• [Activity]: In your reply, write out each entry exactly as given.

◇ ◇ ◇

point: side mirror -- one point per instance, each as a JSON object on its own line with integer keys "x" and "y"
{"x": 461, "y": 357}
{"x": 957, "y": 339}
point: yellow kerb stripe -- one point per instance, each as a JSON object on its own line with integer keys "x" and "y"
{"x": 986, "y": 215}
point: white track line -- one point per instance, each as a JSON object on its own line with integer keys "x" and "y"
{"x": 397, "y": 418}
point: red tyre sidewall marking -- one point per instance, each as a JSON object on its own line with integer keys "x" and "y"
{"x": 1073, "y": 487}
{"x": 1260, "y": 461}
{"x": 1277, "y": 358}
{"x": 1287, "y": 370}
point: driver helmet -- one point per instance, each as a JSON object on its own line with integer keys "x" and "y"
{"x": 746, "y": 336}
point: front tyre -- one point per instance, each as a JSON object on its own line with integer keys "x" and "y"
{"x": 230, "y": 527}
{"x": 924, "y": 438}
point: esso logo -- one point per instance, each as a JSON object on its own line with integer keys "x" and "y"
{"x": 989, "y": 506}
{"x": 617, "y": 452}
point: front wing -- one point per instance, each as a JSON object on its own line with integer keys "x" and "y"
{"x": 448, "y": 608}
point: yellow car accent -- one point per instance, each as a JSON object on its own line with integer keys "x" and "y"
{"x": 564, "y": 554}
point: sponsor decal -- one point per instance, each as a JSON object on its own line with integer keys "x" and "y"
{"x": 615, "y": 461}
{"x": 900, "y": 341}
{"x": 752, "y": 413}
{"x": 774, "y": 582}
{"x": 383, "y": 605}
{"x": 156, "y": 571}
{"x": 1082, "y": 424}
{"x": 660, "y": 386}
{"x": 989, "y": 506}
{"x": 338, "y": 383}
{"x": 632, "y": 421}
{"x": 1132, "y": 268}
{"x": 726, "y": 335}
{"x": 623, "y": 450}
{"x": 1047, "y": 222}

◇ ◇ ◇

• [Output of the task]:
point: side mirror -- one point per instance, each as a JSON object on its own line with integer keys "x" and "y"
{"x": 461, "y": 357}
{"x": 957, "y": 339}
point: yellow kerb stripe -- one point per instance, each as a JSON object on its own line with integer keys "x" and "y"
{"x": 986, "y": 215}
point: white track line -- one point per instance, each as a JSON object on its own line with integer keys "x" and "y"
{"x": 397, "y": 418}
point: red tyre sidewall marking -- one point per instance, each as a JSON object on its own line with integer keys "x" and "y"
{"x": 1073, "y": 487}
{"x": 1260, "y": 461}
{"x": 1277, "y": 358}
{"x": 1287, "y": 370}
point: driver helmet -- one point per instance, each as a JSON object on its own line with integer keys "x" and "y"
{"x": 746, "y": 336}
point: front tyre -- one point per instance, each as a JSON object on its own line with integer keys "x" and "y"
{"x": 230, "y": 527}
{"x": 924, "y": 438}
point: esso logo -- one point per instance, each as a JSON object on its own line with integer keys "x" and "y"
{"x": 989, "y": 506}
{"x": 617, "y": 452}
point: front wing -- one point per instance, each as a JSON object on its own line with integer keys "x" and "y"
{"x": 448, "y": 608}
point: yellow car accent -- one point per instance, each as a JSON object on its own line with integer keys "x" and "y"
{"x": 564, "y": 554}
point: sponsor decal -- one point per instance, each as a JSON object on its own line with integer keys "x" and "y"
{"x": 615, "y": 461}
{"x": 900, "y": 341}
{"x": 752, "y": 413}
{"x": 774, "y": 582}
{"x": 383, "y": 605}
{"x": 156, "y": 571}
{"x": 1082, "y": 424}
{"x": 660, "y": 386}
{"x": 989, "y": 506}
{"x": 338, "y": 383}
{"x": 632, "y": 421}
{"x": 1132, "y": 268}
{"x": 726, "y": 335}
{"x": 623, "y": 450}
{"x": 1047, "y": 222}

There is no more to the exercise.